Reproduce every one of the entries below verbatim, altering nothing.

[Excerpts from point annotation data]
----

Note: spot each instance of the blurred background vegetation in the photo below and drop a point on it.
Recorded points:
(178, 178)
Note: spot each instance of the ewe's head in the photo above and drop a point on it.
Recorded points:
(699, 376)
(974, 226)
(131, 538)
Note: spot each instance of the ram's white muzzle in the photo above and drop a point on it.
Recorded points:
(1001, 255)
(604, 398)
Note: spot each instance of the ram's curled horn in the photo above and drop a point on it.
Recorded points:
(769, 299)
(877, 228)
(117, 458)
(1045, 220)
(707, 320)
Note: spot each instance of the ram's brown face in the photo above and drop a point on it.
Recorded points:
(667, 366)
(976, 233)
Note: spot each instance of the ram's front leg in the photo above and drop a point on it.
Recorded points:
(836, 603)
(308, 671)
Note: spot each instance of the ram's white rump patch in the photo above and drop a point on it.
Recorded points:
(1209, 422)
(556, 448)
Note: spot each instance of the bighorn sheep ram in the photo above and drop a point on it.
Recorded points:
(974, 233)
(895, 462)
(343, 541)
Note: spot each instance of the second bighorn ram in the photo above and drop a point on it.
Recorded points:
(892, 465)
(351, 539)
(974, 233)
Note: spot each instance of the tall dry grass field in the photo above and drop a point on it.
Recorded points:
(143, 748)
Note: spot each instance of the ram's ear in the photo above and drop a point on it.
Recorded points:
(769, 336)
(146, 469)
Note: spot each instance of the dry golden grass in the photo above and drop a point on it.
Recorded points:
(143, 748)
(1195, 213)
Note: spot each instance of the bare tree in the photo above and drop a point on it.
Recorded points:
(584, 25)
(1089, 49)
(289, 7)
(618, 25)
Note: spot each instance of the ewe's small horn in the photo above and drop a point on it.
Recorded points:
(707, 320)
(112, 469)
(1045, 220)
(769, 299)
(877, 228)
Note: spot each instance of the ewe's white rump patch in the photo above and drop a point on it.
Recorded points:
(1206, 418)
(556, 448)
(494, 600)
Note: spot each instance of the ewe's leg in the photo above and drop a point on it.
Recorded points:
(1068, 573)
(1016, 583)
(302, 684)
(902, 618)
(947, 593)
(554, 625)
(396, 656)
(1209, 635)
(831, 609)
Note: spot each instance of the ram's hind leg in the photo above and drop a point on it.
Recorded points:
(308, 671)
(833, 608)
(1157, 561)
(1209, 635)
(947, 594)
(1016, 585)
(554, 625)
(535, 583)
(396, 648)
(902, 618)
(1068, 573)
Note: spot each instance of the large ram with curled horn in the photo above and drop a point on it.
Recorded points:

----

-- SOLUTION FOR THIS EXERCISE --
Note: spot each instance of the blurred background vegetation in the photo below and drop a point on it.
Recorded points:
(178, 178)
Note: spot each instance of the ewe's head in the photo above and drop a point on it.
Recorded points:
(699, 376)
(974, 226)
(131, 538)
Note: spot each instance of the ram's white muzzle in the photo above and drop a point on it.
Recorded points:
(1001, 255)
(604, 398)
Note: spot each instance of the ram's curled horn in the photo above and drop a point on it.
Recorded points:
(769, 299)
(877, 228)
(117, 458)
(1045, 220)
(707, 320)
Note: spot each instance of the ram's brown face in the photo above and drop a point on it.
Recorded points:
(667, 366)
(976, 233)
Note: spot each instance of the ram's front leg in the photo above and drop a point on it.
Recorded points:
(836, 603)
(308, 671)
Note: spot each instance of the ram's white rump patch in the photo above and drop a point on it.
Recorded points:
(1209, 422)
(556, 448)
Note: spot each instance of the bighorn sheep ram in the photo above and drop a point on it.
Recorded points:
(974, 233)
(895, 462)
(343, 541)
Note: spot each instance of the second bighorn ram in the photo above and drop a point on it.
Recorded points:
(892, 465)
(351, 539)
(974, 233)
Note: spot each instance of the tall dry grass field in the photo above and drop a point on it.
Recorded points:
(143, 748)
Note: spot each instance of the ram's ear in the photo above and drop a point on it.
Recorded points:
(769, 336)
(146, 469)
Note: spot each instance of the dry golden grass in the photo above and drop a point on it.
Recorded points:
(143, 748)
(1195, 213)
Note: spot each instance of the bare tree in the photo above and drop a point on it.
Recorded points:
(584, 25)
(1089, 49)
(289, 7)
(618, 25)
Note: spot each instance of the ewe's small horn in the photo above and drop a point on it.
Recorded points:
(707, 320)
(112, 469)
(1045, 220)
(769, 299)
(877, 228)
Note: spot each instance of the ewe's white rump patch in the photo above and drop a point on it.
Recorded points:
(1206, 418)
(556, 448)
(494, 600)
Note: spot each instance of the ewe's leg in the photo above and drop a point on it.
Recorded points:
(1068, 573)
(1016, 583)
(302, 684)
(902, 618)
(947, 593)
(554, 625)
(396, 656)
(1209, 635)
(831, 609)
Note: spot each instance of the ram's hind leg in the photo above and drop a point on it.
Recorded points:
(308, 671)
(833, 608)
(1157, 561)
(1209, 635)
(947, 594)
(1016, 585)
(554, 625)
(535, 583)
(396, 648)
(902, 618)
(1068, 573)
Note: spot each instance of the large ram with curled horn in the photo above and drop a point on it.
Recorded points:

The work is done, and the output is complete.